# INSTRUCTIONS FOR THE TASK:
Could you copy out all of the entries exactly?

# PROVIDED ENTRIES:
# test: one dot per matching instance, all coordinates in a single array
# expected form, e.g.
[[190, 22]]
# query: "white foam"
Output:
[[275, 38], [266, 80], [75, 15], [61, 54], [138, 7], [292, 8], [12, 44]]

# TASK OUTPUT:
# test: one dot per matching instance, all coordinates in a single array
# expected form, e.g.
[[190, 22]]
# query: "white foam"
Output:
[[275, 38], [266, 80], [75, 15], [61, 54], [138, 7], [292, 8], [12, 44]]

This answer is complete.